● **TESTO DELLA PAGINA**
:::::

1.
Il prestigio crescente che la medicina sta assumendo nel mondo contemporaneo è dovuto a tre diversi fattori: primo, allo sviluppo di tecniche diagnostiche e terapeutiche notevolmente più incisive rispetto al passato; secondo, ad un cambiamento di mentalità culturale, legato alla secolarizzazione, che fa convergere su essa il bisogno degli esseri umani di sentirsi protetti dal dolore, dalla malattia e dalla morte; terzo, alla sua capacità di minimizzare, occultare o rimuovere i danni prodotti dalle pratiche mediche e dalla medicalizzazione dell'intera esistenza umana, dalla nascita alla tomba.
I tre fattori sono strettamente correlati: l'equilibrio tra un'offerta e una domanda crescente di cura, che sono conseguenze dei primi due, generano inesorabilmente il terzo, che rappresenta la faccia oscura della medicina. Il problema non è certo nuovo. L'Enciclopedia Medica Italiana, nella sua seconda edizione, avviatasi nel 1979 e tutt'ora in corso di aggiornamento (USES Edizioni scientifiche, Firenze) dedica, nel volume 7, un ampio ed esauriente capitolo alla iatropatologia. Nell'ambito degli "eventi dannosi causati dall'intervento medico" l'articolo riporta quelli causati da: tecniche diagnostiche invasive (angiografie, cateterismi cardiaci, endoscopie e biopsie, ecc.); tecniche diagnostiche non invasive ("sedia del dentista", radiodiagnostica, esami radiologici con mezzi di contrasto, ecc.); trattamenti chirurgici (anestesia, asportazioni, talora poco giustificate, di colecisti, appendici, ovaie, utero, ecc.); errate prescrizioni dietetiche; errori diagnostici (tra cui l'iperattivismo diagnostico), e, infine, somministrazione di farmaci.
Quest'ultima rappresenta di certo il capitolo più corposo della iatropatologia, che è arduo quantificare, dato che le stime statistiche sono estremamente eterogenee, oscillando, per i pazienti ospedalizzati, addirittura tra l'uno e il 35%! Spiegare percentuali così eterogenee non è difficile. In parte l'eterogeneità può essere ricondotta all'orientamento ideologico, più che metodologico, dei ricercatori, che possono partire da presupposti impliciti più o meno positivi sull'uso dei farmaci (cfr. L'obiettività nelle scienze sociali).
E' fuor di dubbio, però, che la valutazione della iatropatologia da farmaci è fortemente interferita dalle industrie farmaceutiche, che sponsorizzano di continuo ricerche orientate a minimizzare gli effetti nocivi dei farmaci o a contestare gli esiti di ricerche che comprovano tali effetti.

:::::

● **DATI IN INGRESSO**
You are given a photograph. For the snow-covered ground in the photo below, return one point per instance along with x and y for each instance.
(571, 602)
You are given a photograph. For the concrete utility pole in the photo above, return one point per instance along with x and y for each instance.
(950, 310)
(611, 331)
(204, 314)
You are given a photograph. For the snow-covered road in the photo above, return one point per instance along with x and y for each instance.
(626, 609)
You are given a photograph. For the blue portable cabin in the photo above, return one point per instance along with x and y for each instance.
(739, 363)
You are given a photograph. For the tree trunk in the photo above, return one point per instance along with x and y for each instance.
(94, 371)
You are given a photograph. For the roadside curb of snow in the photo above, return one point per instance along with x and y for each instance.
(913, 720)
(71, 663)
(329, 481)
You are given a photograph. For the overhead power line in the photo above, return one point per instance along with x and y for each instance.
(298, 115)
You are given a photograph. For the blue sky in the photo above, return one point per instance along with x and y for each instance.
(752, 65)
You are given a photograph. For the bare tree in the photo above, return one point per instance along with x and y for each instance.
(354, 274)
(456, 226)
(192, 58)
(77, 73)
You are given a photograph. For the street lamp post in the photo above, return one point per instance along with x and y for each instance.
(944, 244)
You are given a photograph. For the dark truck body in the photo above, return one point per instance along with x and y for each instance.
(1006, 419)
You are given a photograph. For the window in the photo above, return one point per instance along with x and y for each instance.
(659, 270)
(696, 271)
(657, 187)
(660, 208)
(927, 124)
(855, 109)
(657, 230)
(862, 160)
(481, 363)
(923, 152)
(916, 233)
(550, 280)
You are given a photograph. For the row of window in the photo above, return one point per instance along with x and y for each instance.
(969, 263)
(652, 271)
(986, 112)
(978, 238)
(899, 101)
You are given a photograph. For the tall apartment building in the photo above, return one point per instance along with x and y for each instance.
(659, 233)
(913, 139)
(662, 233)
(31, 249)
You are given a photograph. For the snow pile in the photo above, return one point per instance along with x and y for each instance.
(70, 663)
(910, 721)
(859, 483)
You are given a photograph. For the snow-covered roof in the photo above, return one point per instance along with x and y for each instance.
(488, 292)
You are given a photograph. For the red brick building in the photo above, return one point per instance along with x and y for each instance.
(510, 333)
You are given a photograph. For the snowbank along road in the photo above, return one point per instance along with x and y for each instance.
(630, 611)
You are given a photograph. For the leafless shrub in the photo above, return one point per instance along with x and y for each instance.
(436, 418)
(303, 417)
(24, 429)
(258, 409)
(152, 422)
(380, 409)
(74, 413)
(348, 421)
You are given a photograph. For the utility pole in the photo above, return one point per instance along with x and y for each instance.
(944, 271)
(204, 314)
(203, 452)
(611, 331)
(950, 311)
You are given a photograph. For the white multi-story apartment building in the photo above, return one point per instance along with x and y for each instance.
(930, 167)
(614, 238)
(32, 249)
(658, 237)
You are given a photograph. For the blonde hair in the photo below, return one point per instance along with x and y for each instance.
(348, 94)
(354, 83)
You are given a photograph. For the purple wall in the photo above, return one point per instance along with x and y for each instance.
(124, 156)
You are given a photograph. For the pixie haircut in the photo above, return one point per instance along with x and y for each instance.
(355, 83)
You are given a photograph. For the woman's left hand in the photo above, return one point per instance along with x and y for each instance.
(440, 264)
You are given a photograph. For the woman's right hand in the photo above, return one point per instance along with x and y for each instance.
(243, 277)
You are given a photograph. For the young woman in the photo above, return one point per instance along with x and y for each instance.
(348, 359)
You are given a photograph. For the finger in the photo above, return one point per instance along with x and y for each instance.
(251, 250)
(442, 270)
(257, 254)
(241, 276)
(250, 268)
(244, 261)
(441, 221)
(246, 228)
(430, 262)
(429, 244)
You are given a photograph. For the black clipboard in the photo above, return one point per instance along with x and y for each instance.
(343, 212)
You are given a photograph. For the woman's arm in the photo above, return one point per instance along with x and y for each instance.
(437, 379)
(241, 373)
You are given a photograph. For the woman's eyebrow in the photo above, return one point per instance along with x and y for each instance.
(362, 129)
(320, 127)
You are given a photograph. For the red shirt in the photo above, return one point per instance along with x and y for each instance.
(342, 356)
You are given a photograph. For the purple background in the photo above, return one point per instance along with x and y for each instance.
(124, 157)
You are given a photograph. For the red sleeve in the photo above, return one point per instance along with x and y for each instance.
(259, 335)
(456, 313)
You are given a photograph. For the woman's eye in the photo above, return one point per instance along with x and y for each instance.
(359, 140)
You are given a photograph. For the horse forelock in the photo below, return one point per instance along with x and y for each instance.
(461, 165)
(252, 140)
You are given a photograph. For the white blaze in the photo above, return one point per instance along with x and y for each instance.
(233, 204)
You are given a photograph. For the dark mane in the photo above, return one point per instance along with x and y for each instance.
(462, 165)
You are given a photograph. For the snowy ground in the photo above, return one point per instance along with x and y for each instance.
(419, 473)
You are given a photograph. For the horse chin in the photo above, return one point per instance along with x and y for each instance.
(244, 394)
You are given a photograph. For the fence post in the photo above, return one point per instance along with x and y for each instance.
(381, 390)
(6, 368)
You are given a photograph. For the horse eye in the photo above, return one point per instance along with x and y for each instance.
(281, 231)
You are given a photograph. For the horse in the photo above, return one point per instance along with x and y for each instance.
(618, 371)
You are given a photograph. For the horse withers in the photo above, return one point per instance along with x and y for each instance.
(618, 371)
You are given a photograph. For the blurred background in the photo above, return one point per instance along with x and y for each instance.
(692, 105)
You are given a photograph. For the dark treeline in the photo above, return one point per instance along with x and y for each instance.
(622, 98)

:::::

● **COMPITO 1**
Riportate senza alcuna modifica il passo del testo sulla iatropatologia che va da "Quest'ultima rappresenta di" giù fino a "nelle scienze sociali).", inclusi entrambi gli estremi.
● **COMPITO 2**
Rispondete in base al testo sulla iatropatologia:
(a) In quale volume l'Enciclopedia Medica Italiana dedica un capitolo alla iatropatologia?
(b) Tra quali valori oscillano le stime statistiche per i pazienti ospedalizzati?
(c) Quali ricerche sponsorizzano di continuo le industrie farmaceutiche?
Ci si basa unicamente sul testo della pagina, senza ricorrere all'elenco.

● **RISPOSTA 1**
Quest'ultima rappresenta di certo il capitolo più corposo della iatropatologia, che è arduo quantificare, dato che le stime statistiche sono estremamente eterogenee, oscillando, per i pazienti ospedalizzati, addirittura tra l'uno e il 35%! Spiegare percentuali così eterogenee non è difficile. In parte l'eterogeneità può essere ricondotta all'orientamento ideologico, più che metodologico, dei ricercatori, che possono partire da presupposti impliciti più o meno positivi sull'uso dei farmaci (cfr. L'obiettività nelle scienze sociali).

● **RISPOSTA 2**
(a) Nel volume 7.
(b) Tra l'uno e il 35%.
(c) Ricerche orientate a minimizzare gli effetti nocivi dei farmaci o a contestare gli esiti di ricerche che comprovano tali effetti.